GIVEN TEXT
# Wing Chun in S.Florida..recommendations?



## Emptyhand (May 14, 2009)

Would anyone know of a reputable Wing Chun school in South Florida?

Experienced Wing Chun practioners might be able to tell if there are any "red flags" by review of the respective websites, but I can't tell. I guess I really don't know what to look for. I was planning on visiting each school but before I make some trips I wanted to see if any of the forum members might have some input as to what to look for and what to avoid.

There were two schools closest to me that I found on the internet, but I really know nothing about them or the Sifu's other than what is on their websites. Perhaps someone could take a look and let me know what you think? Thank you in advance.

www.[B]wingchun[/B]academy.us/ 

http://www.freewebs.com/authenticwingchunkungfuacademy/


----------



## Emptyhand (May 15, 2009)

Ok, 23 views and no ideas?

How about someone recommending a good youtube clip of how Chi Sau should look so that when I go to one of the schools I can tell if they are doing it "well or right or ..."

Thanks in advance.


----------



## geezer (May 15, 2009)

Emptyhand said:


> Ok, 23 views and no ideas?
> 
> How about someone recommending a good youtube clip of how Chi Sau should look so that when I go to one of the schools I can tell if they are doing it "well or right or ..."
> 
> Thanks in advance.


It's not how it looks. It's how it _feels_ ...and how it works that matters. But there are even more important things than the quality of the techniques taught. Like the integrity of the school and how good a fit it is for you. Good luck in your search.


----------



## qwksilver61 (May 15, 2009)

EBMAS   in Miami Lakes.Tom Stube (currently Tech lvl.1,former Wing Tsun out of Europe) is the instructor at Don Shulas healthplex.
He is certified under Sifu Emin boztepe. I make trips there when I can,I have been going there for two years.I have also attended seminars with Sifu Michael Casey & Guro Renee Latosa,then with Sifu Emin himself.I was very impressed,and Yes you will have to work your way through their curriculum.The same Wing Tsun as GGM leung Ting and GM Keith Kernspecht only with a direct streetable approach right off the bat,they also teach a type of ground defense.Give them a try.


----------



## Nabakatsu (May 16, 2009)

[Excerpts of pointing data]
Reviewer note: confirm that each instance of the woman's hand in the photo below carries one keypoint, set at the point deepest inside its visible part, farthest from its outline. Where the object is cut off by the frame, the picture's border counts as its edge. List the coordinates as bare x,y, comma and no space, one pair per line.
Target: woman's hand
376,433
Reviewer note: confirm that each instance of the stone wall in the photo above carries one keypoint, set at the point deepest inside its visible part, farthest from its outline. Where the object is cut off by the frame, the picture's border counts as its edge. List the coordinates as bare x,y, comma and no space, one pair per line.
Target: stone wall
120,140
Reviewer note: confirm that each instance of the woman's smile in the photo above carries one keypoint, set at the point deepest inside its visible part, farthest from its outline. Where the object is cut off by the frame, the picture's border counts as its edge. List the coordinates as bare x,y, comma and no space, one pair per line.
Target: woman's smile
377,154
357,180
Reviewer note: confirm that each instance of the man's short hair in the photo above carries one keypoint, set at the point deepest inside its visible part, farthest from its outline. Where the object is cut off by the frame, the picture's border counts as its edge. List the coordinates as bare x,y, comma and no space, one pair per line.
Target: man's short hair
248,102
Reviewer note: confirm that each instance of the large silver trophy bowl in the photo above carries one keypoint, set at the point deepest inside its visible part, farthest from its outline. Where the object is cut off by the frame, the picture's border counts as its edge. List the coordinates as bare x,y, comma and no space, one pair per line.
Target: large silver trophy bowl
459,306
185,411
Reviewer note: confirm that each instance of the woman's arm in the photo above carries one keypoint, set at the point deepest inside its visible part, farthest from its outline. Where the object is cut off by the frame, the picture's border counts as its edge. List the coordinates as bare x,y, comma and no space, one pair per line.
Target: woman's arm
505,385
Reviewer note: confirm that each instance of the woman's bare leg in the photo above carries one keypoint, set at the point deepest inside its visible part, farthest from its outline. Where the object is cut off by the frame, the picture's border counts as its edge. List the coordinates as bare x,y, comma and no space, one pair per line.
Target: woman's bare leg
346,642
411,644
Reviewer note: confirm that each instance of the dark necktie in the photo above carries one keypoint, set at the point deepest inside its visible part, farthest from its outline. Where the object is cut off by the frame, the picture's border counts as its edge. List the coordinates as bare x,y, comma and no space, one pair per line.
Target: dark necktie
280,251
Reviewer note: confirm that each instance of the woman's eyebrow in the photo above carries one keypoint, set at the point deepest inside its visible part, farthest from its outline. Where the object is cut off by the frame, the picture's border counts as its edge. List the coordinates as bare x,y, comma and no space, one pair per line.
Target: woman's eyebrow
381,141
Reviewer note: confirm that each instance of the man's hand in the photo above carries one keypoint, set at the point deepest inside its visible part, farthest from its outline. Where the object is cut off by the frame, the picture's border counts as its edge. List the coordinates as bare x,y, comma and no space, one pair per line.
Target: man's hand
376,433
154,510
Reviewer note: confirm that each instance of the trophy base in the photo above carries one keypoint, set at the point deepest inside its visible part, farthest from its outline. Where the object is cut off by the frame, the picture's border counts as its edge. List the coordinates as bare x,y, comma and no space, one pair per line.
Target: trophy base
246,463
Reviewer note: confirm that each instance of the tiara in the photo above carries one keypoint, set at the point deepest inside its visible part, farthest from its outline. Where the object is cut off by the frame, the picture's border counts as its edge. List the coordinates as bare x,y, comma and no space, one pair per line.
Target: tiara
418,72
==
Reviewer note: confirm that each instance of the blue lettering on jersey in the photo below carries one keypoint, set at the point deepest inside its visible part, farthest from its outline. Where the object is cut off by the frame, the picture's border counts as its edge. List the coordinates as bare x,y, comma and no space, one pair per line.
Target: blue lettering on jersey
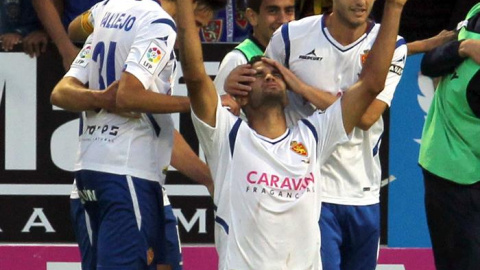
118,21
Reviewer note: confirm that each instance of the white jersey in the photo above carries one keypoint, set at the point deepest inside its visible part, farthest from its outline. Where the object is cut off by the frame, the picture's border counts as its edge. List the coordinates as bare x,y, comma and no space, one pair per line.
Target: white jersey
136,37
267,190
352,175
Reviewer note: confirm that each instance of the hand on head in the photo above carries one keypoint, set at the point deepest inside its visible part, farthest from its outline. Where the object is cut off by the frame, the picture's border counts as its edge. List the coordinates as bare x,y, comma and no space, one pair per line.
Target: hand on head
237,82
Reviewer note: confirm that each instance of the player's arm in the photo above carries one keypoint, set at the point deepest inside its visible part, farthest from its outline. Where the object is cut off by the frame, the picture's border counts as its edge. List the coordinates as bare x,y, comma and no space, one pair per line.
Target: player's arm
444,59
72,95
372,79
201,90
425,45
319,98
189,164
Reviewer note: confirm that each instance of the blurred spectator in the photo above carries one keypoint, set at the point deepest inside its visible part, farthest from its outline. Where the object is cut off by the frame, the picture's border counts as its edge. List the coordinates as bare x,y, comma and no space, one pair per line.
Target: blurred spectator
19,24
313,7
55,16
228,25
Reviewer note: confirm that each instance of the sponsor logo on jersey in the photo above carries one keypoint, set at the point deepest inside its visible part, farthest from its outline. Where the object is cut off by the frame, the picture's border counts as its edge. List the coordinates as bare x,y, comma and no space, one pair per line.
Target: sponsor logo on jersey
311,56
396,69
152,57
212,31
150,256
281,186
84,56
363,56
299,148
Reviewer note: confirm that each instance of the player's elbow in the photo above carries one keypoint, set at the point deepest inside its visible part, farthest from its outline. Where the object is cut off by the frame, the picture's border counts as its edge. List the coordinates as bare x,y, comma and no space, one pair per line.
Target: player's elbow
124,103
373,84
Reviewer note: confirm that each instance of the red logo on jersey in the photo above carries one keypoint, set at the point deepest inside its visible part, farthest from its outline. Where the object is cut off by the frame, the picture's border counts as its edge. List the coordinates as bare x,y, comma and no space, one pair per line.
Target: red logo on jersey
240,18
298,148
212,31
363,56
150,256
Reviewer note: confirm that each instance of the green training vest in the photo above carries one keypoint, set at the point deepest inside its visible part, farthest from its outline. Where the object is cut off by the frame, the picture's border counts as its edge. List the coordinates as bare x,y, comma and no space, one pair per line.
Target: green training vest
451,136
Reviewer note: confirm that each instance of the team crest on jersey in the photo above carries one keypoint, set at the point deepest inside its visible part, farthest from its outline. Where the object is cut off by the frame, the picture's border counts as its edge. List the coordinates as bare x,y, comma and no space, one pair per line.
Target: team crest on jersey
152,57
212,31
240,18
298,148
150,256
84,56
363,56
* * *
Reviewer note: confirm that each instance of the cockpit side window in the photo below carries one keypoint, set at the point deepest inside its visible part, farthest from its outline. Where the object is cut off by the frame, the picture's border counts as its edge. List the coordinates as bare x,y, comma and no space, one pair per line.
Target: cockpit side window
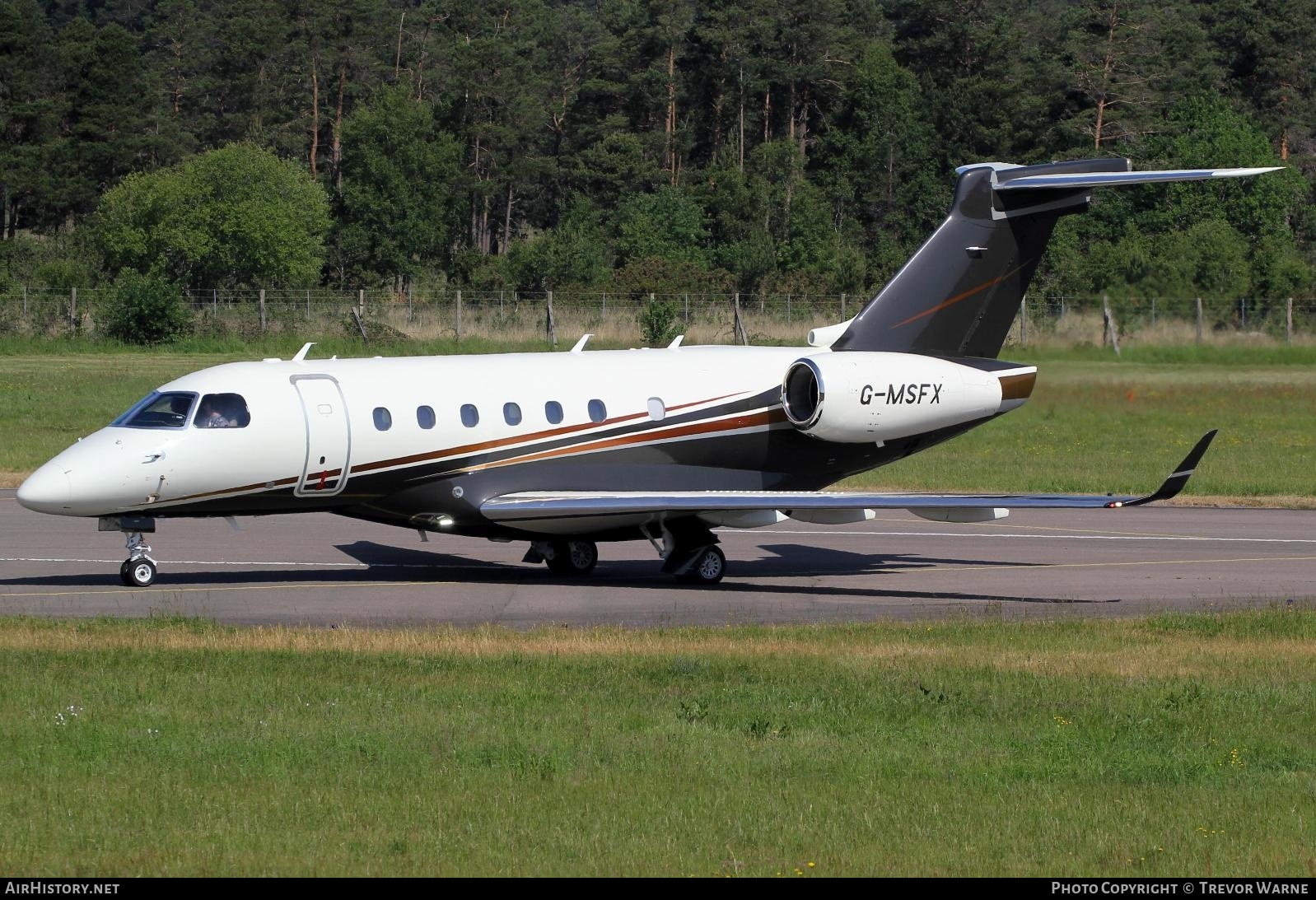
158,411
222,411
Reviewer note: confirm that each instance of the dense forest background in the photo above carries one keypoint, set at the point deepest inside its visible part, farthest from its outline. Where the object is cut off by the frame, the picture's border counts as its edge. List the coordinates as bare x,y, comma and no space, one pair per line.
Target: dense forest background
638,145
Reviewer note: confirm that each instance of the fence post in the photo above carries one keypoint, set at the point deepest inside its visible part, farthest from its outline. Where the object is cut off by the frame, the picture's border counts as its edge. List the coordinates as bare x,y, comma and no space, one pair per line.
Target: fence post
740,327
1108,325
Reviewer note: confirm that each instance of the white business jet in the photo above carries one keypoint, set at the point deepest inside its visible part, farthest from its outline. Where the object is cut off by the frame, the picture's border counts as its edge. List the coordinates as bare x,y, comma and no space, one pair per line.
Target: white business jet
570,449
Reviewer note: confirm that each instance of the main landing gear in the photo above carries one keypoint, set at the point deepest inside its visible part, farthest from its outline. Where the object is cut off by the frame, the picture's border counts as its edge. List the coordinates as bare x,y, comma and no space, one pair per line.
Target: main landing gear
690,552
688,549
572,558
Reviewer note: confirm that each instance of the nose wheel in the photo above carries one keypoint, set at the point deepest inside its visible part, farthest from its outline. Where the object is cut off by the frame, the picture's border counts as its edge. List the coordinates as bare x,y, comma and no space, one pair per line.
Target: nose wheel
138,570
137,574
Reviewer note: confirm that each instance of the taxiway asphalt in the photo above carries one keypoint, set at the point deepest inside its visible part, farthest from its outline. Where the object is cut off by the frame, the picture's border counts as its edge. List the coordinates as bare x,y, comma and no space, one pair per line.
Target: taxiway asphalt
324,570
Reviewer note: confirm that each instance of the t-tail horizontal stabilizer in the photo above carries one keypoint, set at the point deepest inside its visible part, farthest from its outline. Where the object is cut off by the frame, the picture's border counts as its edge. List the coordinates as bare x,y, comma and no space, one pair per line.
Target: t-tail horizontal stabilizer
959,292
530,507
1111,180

JOBS
**A.** In the Wing Chun forum thread, how many views does Emptyhand say the first post had received?
**B.** Write the next part of the Wing Chun forum thread, starting after its final line.
This data stands apart from the Wing Chun forum thread.

ANSWERS FOR THE TASKS
**A.** 23 views.

**B.**
Anyone certified by Emin I think would be worth giving a shot, expect to work your a** off in some way or another, I know my sifu is tech lvl 1 and we have to do 20 mns of some serious exercising before class, gets harder every week.. anyways, I'm only about half way through the 3rd level, and I learned pretty quickly, I worked very hard for a good 2-3 months.. and than i've been somewhat lazy, I plan on working really hard while i'm away from my current school due to leaving the state for 6 months.. anyways.. if you give them a shot, wait until at least the 3rd lvl to make your choice, attending 2 classes a week for 6 months should get you to this point, thats when things reallllllyyyyy begin to click, before it clicked quite well, but the footwork and applications we've been doing for the 3rd level put things very well together now, as I understand it tho, the 1st and 2nd level can be some of the hardest to learn, at least in respect to applying the dan chi, I'm still so low level.. and really don't know crap about wing tzun, at least in regards as to how much I could, But I feel quite confident in my ability to defend myself from a majority of untrained men within 40 or so pounds larger than me, I've read a lot, but a scholar who hasn't experienced what he's read about isn't to credible in my humble opinion, or at least in this instance.. anyways.. don't worry the students there won't be as long winded as me, I highly reccomend EBMAS.

edited to make things read a little more easily


----------



## Emptyhand (May 16, 2009)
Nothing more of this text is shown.